DIRECTIVE | Rewrite every line of the data below as a numbered list, dropping any blank lines.

RAW RECORDS |

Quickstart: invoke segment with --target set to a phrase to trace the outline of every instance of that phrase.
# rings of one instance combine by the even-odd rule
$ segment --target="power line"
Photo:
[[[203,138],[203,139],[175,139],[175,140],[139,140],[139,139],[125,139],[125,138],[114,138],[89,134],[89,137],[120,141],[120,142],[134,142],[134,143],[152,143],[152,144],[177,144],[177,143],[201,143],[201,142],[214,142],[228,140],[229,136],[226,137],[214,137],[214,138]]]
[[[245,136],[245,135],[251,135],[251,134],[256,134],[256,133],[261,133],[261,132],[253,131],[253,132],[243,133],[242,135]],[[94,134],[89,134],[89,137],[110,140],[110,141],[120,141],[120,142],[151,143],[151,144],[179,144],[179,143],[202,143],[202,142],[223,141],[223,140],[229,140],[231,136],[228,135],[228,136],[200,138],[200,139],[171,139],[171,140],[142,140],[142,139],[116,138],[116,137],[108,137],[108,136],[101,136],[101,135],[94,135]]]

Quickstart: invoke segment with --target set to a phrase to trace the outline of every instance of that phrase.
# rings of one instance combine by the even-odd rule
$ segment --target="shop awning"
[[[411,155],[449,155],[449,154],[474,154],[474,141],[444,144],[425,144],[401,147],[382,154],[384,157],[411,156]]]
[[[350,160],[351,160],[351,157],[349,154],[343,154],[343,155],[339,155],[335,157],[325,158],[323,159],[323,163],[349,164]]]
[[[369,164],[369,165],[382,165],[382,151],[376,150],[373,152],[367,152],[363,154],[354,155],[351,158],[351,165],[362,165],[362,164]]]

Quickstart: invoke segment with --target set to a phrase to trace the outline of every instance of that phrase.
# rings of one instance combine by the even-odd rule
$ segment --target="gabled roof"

COMPLETE RESPONSE |
1. Quickstart: invoke segment with --target set to a phrase to trace the outline of every instance of that phrase.
2. # rings of one instance combine by the even-odd rule
3. $ segment --target="power line"
4. Photo:
5. [[[203,138],[203,139],[175,139],[175,140],[139,140],[139,139],[125,139],[125,138],[114,138],[89,134],[89,137],[120,141],[120,142],[134,142],[134,143],[152,143],[152,144],[177,144],[177,143],[201,143],[201,142],[214,142],[228,140],[229,136],[226,137],[214,137],[214,138]]]
6. [[[245,136],[245,135],[251,135],[251,134],[256,134],[256,133],[261,133],[261,132],[253,131],[253,132],[243,133],[242,135]],[[94,134],[89,134],[89,137],[110,140],[110,141],[120,141],[120,142],[151,143],[151,144],[179,144],[179,143],[202,143],[202,142],[223,141],[223,140],[229,140],[231,136],[228,135],[228,136],[200,138],[200,139],[171,139],[171,140],[142,140],[142,139],[116,138],[116,137],[108,137],[108,136],[101,136],[101,135],[94,135]]]
7. Quickstart: invoke segment with --target set to a phrase to trace the outline of every instance of that phrase.
8. # rings of one instance combine by the even-odd rule
9. $ segment --target="shop awning"
10. [[[411,155],[449,155],[449,154],[474,154],[474,141],[444,144],[425,144],[401,147],[382,154],[384,157],[411,156]]]
11. [[[350,160],[351,160],[351,157],[349,154],[343,154],[343,155],[339,155],[335,157],[325,158],[323,159],[323,163],[349,164]]]
12. [[[369,164],[369,165],[382,165],[382,151],[376,150],[373,152],[367,152],[363,154],[354,155],[351,158],[351,165],[362,165],[362,164]]]
13. Quickstart: invoke segment with --target set to a phrase to trace the outline of every instance of that phrase.
14. # rings of one instance combine by the even-odd rule
15. $ segment --target="gabled roof"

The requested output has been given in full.